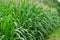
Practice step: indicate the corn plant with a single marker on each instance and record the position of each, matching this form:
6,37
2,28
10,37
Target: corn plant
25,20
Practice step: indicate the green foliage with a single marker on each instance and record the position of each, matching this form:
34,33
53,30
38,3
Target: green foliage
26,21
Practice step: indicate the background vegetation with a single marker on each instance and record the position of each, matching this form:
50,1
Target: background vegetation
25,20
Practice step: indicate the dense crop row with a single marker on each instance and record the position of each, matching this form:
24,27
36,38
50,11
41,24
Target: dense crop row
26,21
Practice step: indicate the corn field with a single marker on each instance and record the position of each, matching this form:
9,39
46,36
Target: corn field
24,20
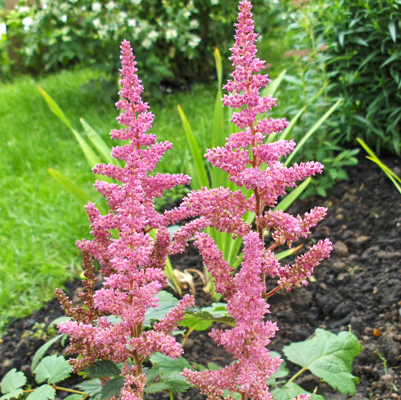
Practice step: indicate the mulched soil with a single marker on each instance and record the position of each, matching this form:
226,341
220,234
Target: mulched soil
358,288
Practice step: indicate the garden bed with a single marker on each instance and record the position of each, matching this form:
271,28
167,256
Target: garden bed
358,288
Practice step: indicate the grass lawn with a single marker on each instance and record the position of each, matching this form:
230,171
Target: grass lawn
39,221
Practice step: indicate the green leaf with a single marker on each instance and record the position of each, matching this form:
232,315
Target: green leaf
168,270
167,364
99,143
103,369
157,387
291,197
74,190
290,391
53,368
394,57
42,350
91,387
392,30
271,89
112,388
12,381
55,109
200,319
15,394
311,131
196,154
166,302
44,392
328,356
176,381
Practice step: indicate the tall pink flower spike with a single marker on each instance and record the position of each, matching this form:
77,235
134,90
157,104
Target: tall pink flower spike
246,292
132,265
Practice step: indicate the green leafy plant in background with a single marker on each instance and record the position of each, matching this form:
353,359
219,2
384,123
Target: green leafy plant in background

--

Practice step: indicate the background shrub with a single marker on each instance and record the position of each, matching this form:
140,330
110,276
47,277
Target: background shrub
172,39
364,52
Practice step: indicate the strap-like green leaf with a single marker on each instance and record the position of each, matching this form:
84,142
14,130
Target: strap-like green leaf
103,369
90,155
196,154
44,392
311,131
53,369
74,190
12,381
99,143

* **EXERCISE OBJECTIVE**: Show each line of the material above that contains the string "grass". Case counts.

* **RESULT**:
Practice step: indicate the grass lawn with a single marker on each instance and record the position of each, matching this form:
Target: grass lawn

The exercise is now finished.